* [WORK REQUIRED] Set down exactly, with nothing added, the lines from the one containing "# point at: stack" through the end of the entries.

* [RECORDS FOR THE TASK]
--- --- ---

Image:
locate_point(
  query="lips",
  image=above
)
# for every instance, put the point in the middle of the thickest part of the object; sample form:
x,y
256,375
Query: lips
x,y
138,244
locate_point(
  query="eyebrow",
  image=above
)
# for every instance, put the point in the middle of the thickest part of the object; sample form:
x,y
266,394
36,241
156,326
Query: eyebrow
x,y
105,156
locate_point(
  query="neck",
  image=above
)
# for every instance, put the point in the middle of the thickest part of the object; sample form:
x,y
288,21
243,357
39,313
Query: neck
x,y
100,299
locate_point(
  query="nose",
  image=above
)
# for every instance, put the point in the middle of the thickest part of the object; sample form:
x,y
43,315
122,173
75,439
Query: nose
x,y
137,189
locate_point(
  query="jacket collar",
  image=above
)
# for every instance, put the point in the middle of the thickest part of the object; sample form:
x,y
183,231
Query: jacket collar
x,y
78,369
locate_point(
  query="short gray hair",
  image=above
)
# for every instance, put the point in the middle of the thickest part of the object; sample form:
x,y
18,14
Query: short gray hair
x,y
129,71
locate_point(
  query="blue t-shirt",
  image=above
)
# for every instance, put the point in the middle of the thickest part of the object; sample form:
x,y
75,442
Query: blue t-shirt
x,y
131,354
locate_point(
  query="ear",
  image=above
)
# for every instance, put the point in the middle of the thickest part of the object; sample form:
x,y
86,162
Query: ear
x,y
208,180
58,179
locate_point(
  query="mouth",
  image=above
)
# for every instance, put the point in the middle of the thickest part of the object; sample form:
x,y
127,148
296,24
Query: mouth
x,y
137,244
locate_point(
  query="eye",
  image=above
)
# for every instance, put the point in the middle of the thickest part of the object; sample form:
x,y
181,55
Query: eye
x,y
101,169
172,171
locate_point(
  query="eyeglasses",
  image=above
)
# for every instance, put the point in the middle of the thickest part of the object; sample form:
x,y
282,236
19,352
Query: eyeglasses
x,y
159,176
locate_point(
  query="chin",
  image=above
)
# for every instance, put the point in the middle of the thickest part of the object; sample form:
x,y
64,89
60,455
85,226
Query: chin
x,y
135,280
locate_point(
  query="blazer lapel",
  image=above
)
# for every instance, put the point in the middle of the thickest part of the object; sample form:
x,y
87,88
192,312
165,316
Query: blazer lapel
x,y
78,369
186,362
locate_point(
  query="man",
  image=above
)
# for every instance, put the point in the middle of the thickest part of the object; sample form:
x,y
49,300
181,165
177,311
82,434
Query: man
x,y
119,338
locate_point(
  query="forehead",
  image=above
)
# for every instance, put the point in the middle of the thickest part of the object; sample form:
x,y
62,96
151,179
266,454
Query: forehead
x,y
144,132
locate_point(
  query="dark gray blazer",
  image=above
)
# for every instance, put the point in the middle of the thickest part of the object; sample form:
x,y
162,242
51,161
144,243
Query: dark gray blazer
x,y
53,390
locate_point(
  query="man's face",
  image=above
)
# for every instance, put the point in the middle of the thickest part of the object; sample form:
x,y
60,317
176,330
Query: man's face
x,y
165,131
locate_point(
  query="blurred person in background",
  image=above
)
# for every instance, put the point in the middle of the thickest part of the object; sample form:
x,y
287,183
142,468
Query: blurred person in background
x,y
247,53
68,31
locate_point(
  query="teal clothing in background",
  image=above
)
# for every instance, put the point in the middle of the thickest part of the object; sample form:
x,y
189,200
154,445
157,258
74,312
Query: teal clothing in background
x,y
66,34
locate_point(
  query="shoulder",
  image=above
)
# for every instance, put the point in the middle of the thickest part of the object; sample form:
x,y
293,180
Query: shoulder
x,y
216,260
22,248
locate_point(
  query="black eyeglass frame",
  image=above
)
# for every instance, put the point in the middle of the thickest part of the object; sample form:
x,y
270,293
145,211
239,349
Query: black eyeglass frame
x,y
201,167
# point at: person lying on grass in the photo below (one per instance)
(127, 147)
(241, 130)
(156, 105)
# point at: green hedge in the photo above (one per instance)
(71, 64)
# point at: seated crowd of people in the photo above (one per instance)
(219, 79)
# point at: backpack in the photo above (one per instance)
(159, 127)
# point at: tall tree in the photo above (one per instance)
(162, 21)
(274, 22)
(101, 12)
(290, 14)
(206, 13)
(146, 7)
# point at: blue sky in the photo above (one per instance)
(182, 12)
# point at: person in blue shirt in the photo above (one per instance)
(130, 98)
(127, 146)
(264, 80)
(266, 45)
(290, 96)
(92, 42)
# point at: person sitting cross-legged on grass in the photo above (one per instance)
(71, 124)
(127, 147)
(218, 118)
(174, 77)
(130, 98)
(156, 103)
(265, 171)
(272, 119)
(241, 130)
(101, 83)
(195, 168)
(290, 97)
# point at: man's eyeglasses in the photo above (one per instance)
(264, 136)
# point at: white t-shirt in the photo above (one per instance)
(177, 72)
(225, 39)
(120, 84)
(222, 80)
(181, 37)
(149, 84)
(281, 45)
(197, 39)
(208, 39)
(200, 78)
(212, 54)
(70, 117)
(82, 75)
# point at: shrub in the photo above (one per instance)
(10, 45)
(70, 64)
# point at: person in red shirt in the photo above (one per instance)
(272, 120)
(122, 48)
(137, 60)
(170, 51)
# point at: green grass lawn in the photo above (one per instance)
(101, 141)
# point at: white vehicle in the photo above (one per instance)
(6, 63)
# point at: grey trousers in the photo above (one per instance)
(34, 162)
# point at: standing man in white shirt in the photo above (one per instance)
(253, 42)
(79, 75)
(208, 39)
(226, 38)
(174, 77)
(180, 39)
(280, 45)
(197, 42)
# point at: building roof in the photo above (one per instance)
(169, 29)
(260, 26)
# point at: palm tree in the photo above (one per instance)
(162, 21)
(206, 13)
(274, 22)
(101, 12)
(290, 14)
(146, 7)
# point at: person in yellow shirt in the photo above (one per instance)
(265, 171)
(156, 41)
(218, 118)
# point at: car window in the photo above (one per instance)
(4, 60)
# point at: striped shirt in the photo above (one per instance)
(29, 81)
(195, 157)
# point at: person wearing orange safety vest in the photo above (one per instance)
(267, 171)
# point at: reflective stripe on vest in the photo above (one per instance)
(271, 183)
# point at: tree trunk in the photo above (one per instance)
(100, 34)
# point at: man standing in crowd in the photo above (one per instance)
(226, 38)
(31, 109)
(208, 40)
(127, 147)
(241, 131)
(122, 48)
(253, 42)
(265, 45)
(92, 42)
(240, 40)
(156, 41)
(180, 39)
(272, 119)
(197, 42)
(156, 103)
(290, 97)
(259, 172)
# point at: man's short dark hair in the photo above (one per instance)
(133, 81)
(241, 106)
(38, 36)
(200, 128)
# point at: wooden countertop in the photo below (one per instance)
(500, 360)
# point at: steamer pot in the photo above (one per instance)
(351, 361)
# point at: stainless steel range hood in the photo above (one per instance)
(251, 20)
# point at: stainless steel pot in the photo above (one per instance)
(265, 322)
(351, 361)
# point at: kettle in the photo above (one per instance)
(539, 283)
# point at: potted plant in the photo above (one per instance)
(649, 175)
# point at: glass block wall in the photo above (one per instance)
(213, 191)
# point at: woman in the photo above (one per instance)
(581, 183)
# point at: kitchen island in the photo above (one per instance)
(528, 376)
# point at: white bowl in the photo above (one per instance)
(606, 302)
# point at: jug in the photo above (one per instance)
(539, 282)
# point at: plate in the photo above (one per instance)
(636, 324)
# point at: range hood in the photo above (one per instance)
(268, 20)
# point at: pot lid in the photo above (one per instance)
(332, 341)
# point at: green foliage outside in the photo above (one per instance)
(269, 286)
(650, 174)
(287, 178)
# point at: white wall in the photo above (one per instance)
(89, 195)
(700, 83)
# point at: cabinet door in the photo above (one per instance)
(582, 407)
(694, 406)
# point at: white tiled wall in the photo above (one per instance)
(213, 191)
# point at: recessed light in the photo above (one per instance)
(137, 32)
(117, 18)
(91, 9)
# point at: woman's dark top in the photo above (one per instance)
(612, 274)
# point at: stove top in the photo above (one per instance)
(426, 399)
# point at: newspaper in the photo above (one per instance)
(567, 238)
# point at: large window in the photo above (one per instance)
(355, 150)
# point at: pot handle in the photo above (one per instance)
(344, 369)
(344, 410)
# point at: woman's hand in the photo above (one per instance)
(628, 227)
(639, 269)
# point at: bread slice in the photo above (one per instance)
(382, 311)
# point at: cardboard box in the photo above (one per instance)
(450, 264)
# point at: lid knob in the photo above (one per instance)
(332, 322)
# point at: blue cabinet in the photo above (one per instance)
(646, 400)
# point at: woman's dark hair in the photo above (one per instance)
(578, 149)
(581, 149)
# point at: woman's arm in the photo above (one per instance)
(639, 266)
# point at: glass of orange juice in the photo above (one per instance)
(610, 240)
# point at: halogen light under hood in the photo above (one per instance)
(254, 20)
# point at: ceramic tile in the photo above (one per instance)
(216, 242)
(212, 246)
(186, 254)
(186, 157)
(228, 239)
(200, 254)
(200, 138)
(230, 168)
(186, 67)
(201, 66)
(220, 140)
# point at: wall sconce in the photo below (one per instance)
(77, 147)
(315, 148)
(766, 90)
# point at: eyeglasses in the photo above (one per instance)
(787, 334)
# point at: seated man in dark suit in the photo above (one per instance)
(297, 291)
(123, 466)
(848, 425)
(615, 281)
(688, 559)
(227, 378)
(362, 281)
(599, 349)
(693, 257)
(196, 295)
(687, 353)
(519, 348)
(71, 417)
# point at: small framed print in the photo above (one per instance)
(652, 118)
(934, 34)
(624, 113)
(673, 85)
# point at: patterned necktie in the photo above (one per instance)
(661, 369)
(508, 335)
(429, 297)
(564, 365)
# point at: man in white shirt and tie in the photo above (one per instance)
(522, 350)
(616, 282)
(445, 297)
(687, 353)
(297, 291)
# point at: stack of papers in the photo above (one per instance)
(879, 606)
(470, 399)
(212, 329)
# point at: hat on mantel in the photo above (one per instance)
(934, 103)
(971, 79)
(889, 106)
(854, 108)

--- --- ---

* [SOLVED EXERCISE]
# point at: stack of papers in the photo above (one per instance)
(879, 606)
(470, 399)
(212, 329)
# point at: hat on mantel in the photo above (one per instance)
(934, 103)
(971, 79)
(889, 106)
(854, 108)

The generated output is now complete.